__Exercise directions__
Copy out, unchanged, every line of the items from the line containing "If you could mark the white interior" through the last line of the items.

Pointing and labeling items
◆ ◆ ◆ ◆

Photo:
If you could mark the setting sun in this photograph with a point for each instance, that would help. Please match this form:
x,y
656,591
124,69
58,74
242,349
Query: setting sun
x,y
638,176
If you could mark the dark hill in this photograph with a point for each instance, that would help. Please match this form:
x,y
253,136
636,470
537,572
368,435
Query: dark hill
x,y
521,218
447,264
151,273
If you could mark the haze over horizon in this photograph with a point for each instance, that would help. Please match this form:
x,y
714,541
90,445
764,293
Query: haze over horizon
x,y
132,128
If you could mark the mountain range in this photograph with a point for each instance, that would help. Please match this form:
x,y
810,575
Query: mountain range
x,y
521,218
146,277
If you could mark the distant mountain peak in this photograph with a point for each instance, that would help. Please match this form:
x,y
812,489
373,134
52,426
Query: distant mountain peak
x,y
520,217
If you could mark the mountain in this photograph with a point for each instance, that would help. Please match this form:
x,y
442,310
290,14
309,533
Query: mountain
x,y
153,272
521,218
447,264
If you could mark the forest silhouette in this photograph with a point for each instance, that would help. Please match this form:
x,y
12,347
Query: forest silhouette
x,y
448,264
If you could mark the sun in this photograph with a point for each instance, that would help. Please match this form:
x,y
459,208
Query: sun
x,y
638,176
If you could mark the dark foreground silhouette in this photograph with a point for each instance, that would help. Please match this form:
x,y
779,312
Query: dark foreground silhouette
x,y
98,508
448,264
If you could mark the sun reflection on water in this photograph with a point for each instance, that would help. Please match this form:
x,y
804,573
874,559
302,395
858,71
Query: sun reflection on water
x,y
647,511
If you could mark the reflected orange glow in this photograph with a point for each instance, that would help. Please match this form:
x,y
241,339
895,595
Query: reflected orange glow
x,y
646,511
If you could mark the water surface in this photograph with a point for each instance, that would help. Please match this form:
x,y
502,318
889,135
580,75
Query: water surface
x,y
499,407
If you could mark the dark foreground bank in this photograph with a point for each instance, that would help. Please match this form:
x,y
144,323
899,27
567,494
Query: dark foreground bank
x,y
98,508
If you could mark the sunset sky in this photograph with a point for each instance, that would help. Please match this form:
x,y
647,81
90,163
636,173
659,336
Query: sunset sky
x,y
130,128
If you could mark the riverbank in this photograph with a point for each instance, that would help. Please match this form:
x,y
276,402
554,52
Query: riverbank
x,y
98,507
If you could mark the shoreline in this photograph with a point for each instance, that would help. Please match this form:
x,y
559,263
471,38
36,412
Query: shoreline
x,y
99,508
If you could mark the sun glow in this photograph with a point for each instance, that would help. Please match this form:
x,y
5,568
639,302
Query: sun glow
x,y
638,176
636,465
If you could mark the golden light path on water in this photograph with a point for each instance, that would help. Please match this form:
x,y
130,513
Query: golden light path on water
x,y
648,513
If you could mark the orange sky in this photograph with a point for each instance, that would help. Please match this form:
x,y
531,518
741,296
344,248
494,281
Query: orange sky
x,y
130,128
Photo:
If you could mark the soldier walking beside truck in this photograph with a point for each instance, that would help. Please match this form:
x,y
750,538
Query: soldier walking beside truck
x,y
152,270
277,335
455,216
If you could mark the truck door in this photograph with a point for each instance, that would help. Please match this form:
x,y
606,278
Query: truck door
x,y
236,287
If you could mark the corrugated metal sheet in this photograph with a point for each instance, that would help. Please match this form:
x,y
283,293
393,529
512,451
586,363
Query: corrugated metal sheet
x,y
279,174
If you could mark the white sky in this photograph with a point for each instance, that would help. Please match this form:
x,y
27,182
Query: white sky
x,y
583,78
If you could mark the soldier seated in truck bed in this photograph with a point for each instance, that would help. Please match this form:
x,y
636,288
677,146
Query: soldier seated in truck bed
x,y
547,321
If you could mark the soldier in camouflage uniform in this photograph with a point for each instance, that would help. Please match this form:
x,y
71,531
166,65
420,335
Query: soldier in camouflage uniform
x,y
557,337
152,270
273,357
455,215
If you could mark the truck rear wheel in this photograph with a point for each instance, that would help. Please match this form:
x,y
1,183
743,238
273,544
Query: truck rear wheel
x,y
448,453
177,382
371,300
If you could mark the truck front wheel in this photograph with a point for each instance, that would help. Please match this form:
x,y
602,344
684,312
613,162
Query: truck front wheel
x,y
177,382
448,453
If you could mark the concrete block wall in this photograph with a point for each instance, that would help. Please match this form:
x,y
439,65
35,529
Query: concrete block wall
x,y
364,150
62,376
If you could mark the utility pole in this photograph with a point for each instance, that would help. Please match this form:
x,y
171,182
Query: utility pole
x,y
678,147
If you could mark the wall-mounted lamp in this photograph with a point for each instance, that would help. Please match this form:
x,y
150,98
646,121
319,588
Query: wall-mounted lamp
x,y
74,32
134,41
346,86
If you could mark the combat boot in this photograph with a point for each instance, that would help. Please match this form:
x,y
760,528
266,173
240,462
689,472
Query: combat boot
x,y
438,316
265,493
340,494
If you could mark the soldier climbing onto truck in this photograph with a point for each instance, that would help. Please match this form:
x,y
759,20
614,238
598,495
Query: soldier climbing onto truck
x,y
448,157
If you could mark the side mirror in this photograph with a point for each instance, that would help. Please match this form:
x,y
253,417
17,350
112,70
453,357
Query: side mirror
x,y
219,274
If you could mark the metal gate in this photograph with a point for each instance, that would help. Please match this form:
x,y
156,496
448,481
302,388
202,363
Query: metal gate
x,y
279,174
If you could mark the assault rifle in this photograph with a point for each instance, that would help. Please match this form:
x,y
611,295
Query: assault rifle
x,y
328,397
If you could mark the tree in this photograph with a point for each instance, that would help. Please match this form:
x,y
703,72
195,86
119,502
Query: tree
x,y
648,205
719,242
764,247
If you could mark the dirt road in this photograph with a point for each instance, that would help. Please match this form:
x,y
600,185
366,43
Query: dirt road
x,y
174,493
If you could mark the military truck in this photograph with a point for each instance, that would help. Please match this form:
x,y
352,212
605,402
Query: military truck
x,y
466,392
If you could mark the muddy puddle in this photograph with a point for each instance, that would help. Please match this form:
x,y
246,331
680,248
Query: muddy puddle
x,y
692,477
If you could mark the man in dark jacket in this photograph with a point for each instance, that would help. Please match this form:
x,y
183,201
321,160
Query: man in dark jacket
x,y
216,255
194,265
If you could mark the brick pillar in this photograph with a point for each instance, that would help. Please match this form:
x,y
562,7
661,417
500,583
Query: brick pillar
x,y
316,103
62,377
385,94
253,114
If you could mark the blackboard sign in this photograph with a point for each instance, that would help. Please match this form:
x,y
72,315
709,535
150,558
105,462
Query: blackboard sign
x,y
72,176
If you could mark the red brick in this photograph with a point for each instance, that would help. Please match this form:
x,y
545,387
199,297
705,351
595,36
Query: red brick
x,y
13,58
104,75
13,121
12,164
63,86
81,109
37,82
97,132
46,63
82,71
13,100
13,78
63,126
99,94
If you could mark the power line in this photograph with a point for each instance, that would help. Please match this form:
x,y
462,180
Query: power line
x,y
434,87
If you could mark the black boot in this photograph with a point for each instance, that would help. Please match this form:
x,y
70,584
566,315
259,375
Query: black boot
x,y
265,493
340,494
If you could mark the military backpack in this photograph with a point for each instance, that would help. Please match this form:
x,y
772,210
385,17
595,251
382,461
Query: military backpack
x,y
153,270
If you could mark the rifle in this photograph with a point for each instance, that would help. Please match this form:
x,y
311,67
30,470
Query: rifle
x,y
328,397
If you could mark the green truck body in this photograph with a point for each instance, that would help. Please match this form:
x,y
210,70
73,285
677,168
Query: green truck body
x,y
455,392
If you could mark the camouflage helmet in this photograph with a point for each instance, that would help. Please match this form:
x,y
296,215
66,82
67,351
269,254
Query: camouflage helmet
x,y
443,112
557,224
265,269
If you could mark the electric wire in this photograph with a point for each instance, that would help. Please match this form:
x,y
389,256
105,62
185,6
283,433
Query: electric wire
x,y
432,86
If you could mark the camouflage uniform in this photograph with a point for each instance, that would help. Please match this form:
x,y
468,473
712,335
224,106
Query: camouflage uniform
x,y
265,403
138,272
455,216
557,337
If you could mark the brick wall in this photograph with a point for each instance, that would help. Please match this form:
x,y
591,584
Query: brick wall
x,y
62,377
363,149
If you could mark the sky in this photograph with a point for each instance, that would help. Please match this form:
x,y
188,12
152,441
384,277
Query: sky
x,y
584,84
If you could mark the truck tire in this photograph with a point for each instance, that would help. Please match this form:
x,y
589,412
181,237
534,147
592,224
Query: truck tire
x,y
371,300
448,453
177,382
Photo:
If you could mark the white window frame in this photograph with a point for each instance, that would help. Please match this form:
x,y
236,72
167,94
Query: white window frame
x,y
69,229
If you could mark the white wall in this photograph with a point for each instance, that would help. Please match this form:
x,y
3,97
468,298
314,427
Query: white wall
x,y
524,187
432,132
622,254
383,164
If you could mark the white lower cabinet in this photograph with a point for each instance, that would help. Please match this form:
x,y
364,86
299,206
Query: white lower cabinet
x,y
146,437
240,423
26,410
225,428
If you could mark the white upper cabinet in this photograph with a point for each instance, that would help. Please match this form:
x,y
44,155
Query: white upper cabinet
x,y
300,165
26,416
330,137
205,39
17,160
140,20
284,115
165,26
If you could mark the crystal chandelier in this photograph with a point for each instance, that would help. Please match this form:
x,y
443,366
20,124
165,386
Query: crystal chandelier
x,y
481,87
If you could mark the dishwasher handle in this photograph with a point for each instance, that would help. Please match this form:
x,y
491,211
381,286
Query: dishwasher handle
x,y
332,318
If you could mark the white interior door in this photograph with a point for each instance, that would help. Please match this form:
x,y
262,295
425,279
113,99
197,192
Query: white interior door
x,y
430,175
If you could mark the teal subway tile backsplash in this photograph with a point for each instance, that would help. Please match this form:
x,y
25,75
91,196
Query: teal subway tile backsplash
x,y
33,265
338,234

◆ ◆ ◆ ◆

__Solution for this exercise__
If you could mark the white interior door in this photograph with a point for each instance, that would help. Please match this form:
x,y
262,295
425,279
113,99
197,192
Query: white interior door
x,y
430,175
If you could mark the teal subway tile backsplash in this photograph with a point for each instance, that would help. Please match this form:
x,y
25,75
91,196
Query: teal subway tile backsplash
x,y
33,265
338,234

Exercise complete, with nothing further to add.